• **WORK INSTRUCTIONS**
What is needed is each line of the data below that holds the string "boot".

• **TASK INPUTS**
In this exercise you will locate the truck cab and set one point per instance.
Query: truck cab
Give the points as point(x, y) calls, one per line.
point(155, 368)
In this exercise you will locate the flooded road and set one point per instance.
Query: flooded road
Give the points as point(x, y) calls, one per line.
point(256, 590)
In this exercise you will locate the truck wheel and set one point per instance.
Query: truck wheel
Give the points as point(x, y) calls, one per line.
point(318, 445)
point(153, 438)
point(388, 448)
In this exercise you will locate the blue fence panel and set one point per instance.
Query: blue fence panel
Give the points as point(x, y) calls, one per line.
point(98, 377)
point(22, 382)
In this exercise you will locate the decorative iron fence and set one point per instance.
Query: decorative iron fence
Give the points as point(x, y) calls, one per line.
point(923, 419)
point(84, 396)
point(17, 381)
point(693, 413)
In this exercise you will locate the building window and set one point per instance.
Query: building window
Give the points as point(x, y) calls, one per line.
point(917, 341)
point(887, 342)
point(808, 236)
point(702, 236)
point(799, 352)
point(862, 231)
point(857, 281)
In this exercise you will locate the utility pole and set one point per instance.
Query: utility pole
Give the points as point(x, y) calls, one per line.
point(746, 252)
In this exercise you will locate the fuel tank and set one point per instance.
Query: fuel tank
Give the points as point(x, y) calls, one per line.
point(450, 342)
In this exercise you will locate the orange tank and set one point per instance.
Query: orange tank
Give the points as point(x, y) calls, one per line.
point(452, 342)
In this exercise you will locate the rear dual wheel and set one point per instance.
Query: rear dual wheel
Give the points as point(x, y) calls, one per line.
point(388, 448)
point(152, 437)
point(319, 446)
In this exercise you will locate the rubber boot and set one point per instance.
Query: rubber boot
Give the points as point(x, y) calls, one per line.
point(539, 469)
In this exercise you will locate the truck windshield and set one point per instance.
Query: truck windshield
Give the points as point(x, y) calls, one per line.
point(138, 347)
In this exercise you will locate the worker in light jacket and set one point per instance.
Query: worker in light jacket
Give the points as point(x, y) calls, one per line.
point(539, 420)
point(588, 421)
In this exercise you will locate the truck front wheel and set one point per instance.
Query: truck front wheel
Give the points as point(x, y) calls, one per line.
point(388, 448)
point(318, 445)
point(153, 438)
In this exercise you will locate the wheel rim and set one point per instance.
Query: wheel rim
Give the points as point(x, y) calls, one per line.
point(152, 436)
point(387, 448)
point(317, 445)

• **TASK RESPONSE**
In this exercise you will locate the rubber boot and set one point per instance.
Query: rubber boot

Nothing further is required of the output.